SHORT TASK → Turn everything from the first line down to the line containing "left=240, top=300, right=297, bottom=418" into a Markdown table with the columns Row and Line. Leave out blank lines.

◆ ◆ ◆ ◆

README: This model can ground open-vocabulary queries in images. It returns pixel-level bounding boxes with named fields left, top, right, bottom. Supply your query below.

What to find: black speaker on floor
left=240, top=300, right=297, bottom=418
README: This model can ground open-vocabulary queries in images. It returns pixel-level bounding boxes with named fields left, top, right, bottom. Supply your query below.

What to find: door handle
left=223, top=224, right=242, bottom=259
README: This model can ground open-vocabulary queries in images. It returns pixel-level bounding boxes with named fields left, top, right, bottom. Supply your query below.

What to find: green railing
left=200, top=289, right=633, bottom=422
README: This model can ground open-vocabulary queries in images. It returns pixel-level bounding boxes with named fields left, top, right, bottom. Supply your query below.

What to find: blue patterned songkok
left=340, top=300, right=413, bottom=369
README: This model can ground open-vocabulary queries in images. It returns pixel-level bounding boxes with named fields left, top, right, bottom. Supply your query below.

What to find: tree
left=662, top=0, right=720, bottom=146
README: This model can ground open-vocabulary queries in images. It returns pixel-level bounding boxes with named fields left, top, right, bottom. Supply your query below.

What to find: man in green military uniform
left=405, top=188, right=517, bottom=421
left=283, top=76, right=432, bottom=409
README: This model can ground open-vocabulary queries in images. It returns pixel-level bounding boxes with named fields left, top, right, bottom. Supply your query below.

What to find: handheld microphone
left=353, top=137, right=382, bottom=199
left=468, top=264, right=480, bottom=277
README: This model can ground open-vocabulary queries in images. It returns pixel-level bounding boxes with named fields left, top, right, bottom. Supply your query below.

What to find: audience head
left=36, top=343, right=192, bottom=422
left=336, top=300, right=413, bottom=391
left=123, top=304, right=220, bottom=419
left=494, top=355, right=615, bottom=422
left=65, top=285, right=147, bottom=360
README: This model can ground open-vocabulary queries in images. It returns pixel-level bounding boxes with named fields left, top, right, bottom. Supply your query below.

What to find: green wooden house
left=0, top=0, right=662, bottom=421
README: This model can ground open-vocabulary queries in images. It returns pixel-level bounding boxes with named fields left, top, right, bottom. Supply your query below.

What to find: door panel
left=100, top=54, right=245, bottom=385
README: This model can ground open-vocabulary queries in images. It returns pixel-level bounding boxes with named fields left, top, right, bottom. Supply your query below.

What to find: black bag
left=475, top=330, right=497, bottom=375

◆ ◆ ◆ ◆

RESULT OF THE TASK →
| Row | Line |
|---|---|
| 1 | README: This model can ground open-vocabulary queries in images. It returns pixel-level bounding boxes with named fields left, top, right, bottom. Supply your query below. |
| 2 | What to find: black speaker on floor |
| 3 | left=240, top=300, right=297, bottom=418 |